Recorded data
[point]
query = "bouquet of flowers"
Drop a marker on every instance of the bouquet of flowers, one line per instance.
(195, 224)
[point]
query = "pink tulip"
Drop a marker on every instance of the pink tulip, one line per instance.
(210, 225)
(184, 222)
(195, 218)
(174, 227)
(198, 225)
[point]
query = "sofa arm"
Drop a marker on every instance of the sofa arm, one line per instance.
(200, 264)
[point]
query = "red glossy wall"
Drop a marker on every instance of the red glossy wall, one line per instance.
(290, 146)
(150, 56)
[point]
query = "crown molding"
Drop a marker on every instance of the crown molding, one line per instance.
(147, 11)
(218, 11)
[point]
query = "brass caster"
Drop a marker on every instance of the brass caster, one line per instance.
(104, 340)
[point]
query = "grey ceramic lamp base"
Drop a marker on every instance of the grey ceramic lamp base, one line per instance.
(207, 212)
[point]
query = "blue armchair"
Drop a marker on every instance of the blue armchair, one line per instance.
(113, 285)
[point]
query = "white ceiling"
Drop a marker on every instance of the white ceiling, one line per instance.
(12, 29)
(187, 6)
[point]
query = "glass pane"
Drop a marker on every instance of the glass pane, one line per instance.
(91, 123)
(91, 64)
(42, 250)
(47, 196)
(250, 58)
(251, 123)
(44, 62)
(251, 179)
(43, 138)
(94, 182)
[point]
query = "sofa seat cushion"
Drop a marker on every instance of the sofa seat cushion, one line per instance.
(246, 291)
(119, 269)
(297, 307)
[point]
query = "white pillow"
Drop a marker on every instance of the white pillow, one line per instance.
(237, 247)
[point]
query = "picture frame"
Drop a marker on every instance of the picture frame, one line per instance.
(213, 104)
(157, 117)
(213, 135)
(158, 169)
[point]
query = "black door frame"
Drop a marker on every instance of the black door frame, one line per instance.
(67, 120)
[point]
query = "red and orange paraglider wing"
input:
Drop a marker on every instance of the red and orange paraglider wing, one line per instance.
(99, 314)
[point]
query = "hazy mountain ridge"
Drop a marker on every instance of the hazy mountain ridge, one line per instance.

**Directions for this task:** Return each line of the listing above that contains the string "blue".

**The result:**
query = "blue armchair"
Drop a marker on every instance of the blue armchair, one line per instance.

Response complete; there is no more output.